* _What this exercise asks_:
1 > Answer these questions using the VMware Fusion forum thread:
(a) What CPU usage did the system reach when the application was run after the upgrade from 4.0?
(b) Which checkbox does step 4 say to check in the Virtual Hard Disk screen?
(c) What computer does the original poster say they are running?
2 > Write a continuation of the VMware Fusion forum thread, starting from its final reply.

* _Excerpt_:
···

Having just upgraded to 4.1, I'm having some major problems. I have a rather large SCSI-based VM, XP SP2, originally converted from Parallels way back in 1.0. After upgrade from 4.0, which went smoothly enough, I tried to run an application, and the system slowed to a crawl, with CPU usage of 200%. I had to do a hard reset of the VM, as it wouldn't shut down. After starting up again, another hard reset was required. Now, after the third time, everything is running, but very slowly, and resting CPU usage with Outlook, Firefox and Quickbooks loaded is around 35%. It's very sluggish.
How can I begin tracking down, and ideally correcting this problem? Thanks in advance to the tireless team and their equally tireless supporters.
Since this was imported from Parallels, I am going to recommend trying one thing to see if this helps at all though I don't think it will. Let's create a new VMware Fusion VM settings file that points to your existing virtual disk that you have been using.
1) Launch VMware Fusion and click New, click Next to proceed
2) Select Windows XP Professional and click Next
3) Assign it a new name and click Next
4) In the Virtual Hard Disk screen, click on the Advanced Disk Options arrow, check the "Use an existing virtual disk" checkbox and click on the popup menu to select your existing VMDK from your existing virtual machine. Click Next
5) On the last screen, I believe it will have a Start VM option. Uncheck this and click Finish
6) In the Virtual Machine Library, select the new VM and click on Settings. Make sure the memory setting is appropriate for your VM and click OK.
7) Select the "New" VM in the VM Library and click on Run
NOTE: I am running an internal build and steps to finish may be slightly different.
This should give you the default settings for a new VM but use your existing virtual hard disk. Make sure to update the VMware Tools to the latest version as well by select "Install VMware Tools" from the Virtual Machine menu once Windows has booted. You will then have to restart after the update to tools.
Once you have done these two things, if things still are funky I would be looking at to what could be wrong with Windows installed inside your VM.
Let us know if this helps.
Pat
>three topics:
*
[url=http://www.vmware.com/community/thread.jspa?threa
dID=90181]CPU usage vmware-vmx at25 % when
idle[/url]
*
[url=http://www.vmware.com/community/thread.jspa?threa
dID=89766] Processor Utilization[/url]
*
[url=http://www.vmware.com/community/thread.jspa?threa
dID=90476] airport process using excess CPU?[/url]
Thank you. I had looked at these, detached all USB devices, and upgraded to 4.1 to correspond to OSX 10.4.10. And I'm running a Quad MacPro with 6 gigs RAM, rather than a McBook.
Thank you. I had looked at these, detached all USB
devices, and upgraded to 4.1 to correspond to OSX
10.4.10. And I'm running a Quad MacPro with 6 gigs
RAM, rather than a McBook.

···

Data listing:
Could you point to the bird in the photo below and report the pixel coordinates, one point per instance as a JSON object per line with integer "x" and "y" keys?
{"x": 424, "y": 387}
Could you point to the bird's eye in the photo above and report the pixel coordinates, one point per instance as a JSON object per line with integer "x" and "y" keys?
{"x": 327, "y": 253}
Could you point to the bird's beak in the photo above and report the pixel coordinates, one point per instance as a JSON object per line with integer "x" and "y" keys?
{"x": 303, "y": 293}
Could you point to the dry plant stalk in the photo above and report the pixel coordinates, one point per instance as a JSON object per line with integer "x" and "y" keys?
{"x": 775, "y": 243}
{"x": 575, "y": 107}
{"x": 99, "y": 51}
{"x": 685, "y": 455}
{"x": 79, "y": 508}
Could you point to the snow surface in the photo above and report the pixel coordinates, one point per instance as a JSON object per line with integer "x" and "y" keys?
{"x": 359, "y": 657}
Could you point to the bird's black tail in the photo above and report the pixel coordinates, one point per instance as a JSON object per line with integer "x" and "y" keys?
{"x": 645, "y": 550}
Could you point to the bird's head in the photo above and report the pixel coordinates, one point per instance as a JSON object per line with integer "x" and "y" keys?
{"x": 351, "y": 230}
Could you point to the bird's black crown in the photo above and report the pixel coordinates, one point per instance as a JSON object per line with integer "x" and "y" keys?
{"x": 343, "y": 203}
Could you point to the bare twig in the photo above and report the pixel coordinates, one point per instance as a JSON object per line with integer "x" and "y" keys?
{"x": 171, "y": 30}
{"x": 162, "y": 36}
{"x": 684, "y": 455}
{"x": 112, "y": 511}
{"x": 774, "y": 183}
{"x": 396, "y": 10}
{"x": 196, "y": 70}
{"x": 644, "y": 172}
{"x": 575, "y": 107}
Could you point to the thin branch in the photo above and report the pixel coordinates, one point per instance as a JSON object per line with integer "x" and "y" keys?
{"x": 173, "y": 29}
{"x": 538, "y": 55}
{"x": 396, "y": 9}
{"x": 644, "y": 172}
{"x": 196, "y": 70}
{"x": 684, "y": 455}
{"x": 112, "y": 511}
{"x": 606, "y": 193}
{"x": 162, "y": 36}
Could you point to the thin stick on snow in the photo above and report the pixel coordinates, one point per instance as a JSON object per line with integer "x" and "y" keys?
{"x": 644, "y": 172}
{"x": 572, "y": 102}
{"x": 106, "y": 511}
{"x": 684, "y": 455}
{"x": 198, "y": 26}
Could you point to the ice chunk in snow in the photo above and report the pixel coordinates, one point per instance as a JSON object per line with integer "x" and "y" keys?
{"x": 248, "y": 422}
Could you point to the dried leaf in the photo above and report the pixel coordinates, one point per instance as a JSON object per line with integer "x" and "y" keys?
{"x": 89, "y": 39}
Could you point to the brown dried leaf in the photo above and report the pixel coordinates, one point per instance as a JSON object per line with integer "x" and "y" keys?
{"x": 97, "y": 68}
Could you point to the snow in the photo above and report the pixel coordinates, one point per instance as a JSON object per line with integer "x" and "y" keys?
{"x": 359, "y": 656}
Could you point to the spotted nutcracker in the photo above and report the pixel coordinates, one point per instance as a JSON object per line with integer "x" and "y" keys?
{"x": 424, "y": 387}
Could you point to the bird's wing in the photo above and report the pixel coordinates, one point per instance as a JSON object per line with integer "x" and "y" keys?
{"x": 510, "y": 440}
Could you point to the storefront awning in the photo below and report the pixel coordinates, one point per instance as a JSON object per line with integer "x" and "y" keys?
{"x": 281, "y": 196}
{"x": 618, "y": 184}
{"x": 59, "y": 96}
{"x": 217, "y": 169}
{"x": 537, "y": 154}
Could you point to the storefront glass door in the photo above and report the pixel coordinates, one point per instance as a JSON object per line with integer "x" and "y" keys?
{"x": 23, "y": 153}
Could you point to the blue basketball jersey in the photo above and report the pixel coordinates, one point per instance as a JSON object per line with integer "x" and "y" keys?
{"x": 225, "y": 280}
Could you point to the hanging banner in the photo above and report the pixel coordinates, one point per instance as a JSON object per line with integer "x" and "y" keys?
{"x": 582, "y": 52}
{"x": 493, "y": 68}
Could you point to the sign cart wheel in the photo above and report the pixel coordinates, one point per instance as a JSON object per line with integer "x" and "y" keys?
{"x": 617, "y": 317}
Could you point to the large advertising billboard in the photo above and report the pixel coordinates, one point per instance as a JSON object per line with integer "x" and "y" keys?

···

* _Responses to the tasks_:
1 >
(a) 200%
(b) The "Use an existing virtual disk" checkbox
(c) A Quad MacPro with 6 gigs of RAM

2 >
Did that help or do you still experience the same issue?
Ciao, Andreas
The problems I am experiencing are after having taken the recommended corrective measures. I certainly notice an increase in CPU load when connecting USB devices, so they remain detached.
What's the CPU usage in the virtual machine? What process is taking up CPU time when this happens?
What's the CPU usage in the virtual machine? What
process is taking up CPU time when this happens?
Sending "control-alt-del" from the Virtual Machine menu isn't launchingi task manager; I have to launch it from the command line (taskmgr.exe).
When I do so, I find that the VM CPU using is varying between 4% and 19%. "System Idle Process" consumes 82-95% of CPU usage, though occupying only 28K of memory.
Meanwhile, on the Mac side, with only Task Manager running, CPU usage varies between 28-40%. (I initially thought it was higher, but Outlook left its executable running when I quit the interface).
When I do so, I find that the VM CPU using is varying
between 4% and 19%. "System Idle Process" consumes
82-95% of CPU usage, though occupying only 28K of
memory.
The System Idle Process is Window's way of accounting for idle time, it's normal for an idle system so show this as accounting for 98-99% CPU.
Meanwhile, on the Mac side, with only Task Manager
running, CPU usage varies between 28-40%. (I
initially thought it was higher, but Outlook left its
executable running when I quit the interface).
Is this for all processes, or only vmware-vmx? If just vmware-vmx, it does sound high, but your guest also doesn't quite sound idle.
Meanwhile, on the Mac side, with only Task Manager
running, CPU usage varies between 28-40%. (I
initially thought it was higher, but Outlook left
its
executable running when I quit the interface).
Is this for all processes, or only vmware-vmx? If
just vmware-vmx, it does sound high, but your guest
also doesn't quite sound idle.
Yes, it's just for vmware-vmx. But you are right, it wasn't quite idle. I was responding to bhertzfeld's request to determine host CPU usage with Task Manager running.
Follow up: I just rebooted, and found the resting usage at 8%. In shutting down, however, I got a BSOD and a memory dump. Then, upon shutting down again, the shut down process did not complete, and I had to power down the VM.
Further followup: I started up the VM successfully, and scrutinized the various processes. I found two instances of the indexing service running, and shut down both of them. Now, with Firefox and Outlook running, the CPU usage is fluctuaing at 20-23%.
I am still hoping someone will have some ideas about what to do. I've become quite dependent upon my Fusion VM, and would really like to get it stable. The high CPU usage condinues, as do the freezes requiring a reboot, and the overall sloth.
Should I reconvert my Parallels VM and try again? Reinstall Fusion? Send formal bug reports?
I have no way of knowing how representative this is, but I would still hope that it is a matter of concern.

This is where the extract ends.